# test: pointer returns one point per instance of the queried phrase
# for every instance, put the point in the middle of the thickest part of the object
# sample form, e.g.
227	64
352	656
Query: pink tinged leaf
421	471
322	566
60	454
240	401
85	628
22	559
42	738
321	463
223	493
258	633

◇ ◇ ◇ ◇ ◇

**Given exercise:** List each line of the records that contains the word "point", copying every such line in full.

**The reply:**
# test: pointer returns one point per instance of the queried phrase
# for every instance, put the point in the middle of the thickest part of the object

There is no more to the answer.